--- start of EXCERPTED TEXT ---

Providing living accommodation for staff, particularly in areas with high property prices, is creating a headache for some schools. Anne Gregory-Jones reviews the issues facing those schools and assesses the potential liabilities

Traditionally, at least for schools with pupils that board, it has been necessary to have certain members of staff living in or near the school to provide proper care for the pupils and security for the building. Generally, HM Revenue & Customs (HMRC) has accepted that for certain designated members of staff – such as the head, matron, bursar, housemasters etc – no taxable benefit arises on the provision of living accommodation for these employees. This is usually referred to as “job-related accommodation”.

However, where a school provides living accommodation to its staff outside these circumstances, tax charges do arise and can be high. Income tax charges will also arise on associated costs such as utilities and furniture. As a result of the rising property prices, schools are finding it increasingly difficult to attract and retain staff. This article will look at some of the options available.

--- end of EXCERPTED TEXT ---
--- start of RECORDS SUPPLIED ---

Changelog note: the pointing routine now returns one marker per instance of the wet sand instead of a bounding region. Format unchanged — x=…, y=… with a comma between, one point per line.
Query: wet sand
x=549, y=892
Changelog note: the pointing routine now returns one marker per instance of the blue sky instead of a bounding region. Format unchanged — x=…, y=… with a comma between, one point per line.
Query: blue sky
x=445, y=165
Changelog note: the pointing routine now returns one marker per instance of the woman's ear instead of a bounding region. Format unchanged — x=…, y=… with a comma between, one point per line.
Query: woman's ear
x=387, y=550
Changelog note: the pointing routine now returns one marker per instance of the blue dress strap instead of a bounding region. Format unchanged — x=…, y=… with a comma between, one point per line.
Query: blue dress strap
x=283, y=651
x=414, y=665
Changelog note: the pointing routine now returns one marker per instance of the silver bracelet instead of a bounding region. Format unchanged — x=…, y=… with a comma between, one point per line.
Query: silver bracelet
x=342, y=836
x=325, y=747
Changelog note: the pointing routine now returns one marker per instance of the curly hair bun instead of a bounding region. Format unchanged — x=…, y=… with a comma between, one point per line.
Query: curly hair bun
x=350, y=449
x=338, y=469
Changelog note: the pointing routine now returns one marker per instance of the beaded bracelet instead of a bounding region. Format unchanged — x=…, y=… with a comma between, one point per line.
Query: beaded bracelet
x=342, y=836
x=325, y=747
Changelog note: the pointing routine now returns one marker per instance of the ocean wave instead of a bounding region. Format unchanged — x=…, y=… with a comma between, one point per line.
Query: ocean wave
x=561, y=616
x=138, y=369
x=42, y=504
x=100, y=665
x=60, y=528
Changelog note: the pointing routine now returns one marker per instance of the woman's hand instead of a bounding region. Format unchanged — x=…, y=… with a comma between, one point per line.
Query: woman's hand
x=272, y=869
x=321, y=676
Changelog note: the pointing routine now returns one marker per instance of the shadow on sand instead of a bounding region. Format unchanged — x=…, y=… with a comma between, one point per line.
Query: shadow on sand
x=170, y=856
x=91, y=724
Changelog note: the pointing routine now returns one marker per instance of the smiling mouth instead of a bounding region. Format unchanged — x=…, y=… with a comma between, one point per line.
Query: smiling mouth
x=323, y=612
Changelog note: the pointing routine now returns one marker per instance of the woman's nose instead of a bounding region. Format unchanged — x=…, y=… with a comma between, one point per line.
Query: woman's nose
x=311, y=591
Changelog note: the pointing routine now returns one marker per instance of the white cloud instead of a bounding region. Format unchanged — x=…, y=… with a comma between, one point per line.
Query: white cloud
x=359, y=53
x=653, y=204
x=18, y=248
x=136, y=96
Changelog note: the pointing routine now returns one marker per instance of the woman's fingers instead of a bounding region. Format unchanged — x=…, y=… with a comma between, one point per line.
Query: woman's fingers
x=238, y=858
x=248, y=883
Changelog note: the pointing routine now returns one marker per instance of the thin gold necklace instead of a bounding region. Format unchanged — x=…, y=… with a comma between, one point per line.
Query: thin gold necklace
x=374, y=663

--- end of RECORDS SUPPLIED ---

WORK INSTRUCTIONS »
A. Change "pointing routine" to "locator" in the rows starting at the line containing "of the curly" and ending at the line containing "x=323, y=612". Return only those lines, otherwise unchanged.
B. Extend the staff housing piece from its last sentence.
The staff housing piece and the rows have nothing to do with each other.

FINAL RESULTS »
A.
Changelog note: the locator now returns one marker per instance of the curly hair bun instead of a bounding region. Format unchanged — x=…, y=… with a comma between, one point per line.
Query: curly hair bun
x=350, y=449
x=338, y=469
Changelog note: the locator now returns one marker per instance of the beaded bracelet instead of a bounding region. Format unchanged — x=…, y=… with a comma between, one point per line.
Query: beaded bracelet
x=342, y=836
x=325, y=747
Changelog note: the locator now returns one marker per instance of the ocean wave instead of a bounding region. Format unchanged — x=…, y=… with a comma between, one point per line.
Query: ocean wave
x=561, y=616
x=138, y=369
x=42, y=504
x=100, y=665
x=60, y=528
Changelog note: the locator now returns one marker per instance of the woman's hand instead of a bounding region. Format unchanged — x=…, y=… with a comma between, one point per line.
Query: woman's hand
x=272, y=869
x=321, y=676
Changelog note: the locator now returns one marker per instance of the shadow on sand instead of a bounding region. Format unchanged — x=…, y=… with a comma between, one point per line.
Query: shadow on sand
x=170, y=856
x=91, y=724
Changelog note: the locator now returns one marker per instance of the smiling mouth instead of a bounding region. Format unchanged — x=…, y=… with a comma between, one point per line.
Query: smiling mouth
x=323, y=612

B.
Traditional living accommodation
HMRC is taking a harder line in negotiations in all areas where benefits-in-kind are concerned and is seeking greater levels of justification to applications put to them. Under UK tax legislation, a benefit-in-kind arises on the value of living accommodation provided to employees, unless it is job-related. Whether a property provided to a member of staff can be treated in this way will depend on whether certain criteria are met.

The tests for job-related accommodation are as follows:

• is it customary? Is it recognised as the norm that this type of role is provided with accommodation and not just historically for this person in a particular role; and

• is it for better performance? The job must be seen to be performed better, not just more quickly. An example is where an employee is on-call outside their usual working hours and is called out frequently.

Both tests need to be met in order to ensure that no tax charge arises.

Valuing the benefit-in-kind
Although there are many ways that a property may become an asset of a school, the tax charge is based on either purchase price or rental value. Where the school is renting or leasing a property, the value of the benefit is that cost to the school.

The basis for calculating the benefit charge for owned property can be complex. Broadly, it is calculated on the cost to the employer.

For properties with a cost of up to £75,000, the benefit charge is based on the gross rateable value (GRV). This is as set by the General Rates Act for England and Wales 1973, a similar act will apply for Scotland. New properties do not have this established value, although HMRC’s valuation office should be able to provide a value.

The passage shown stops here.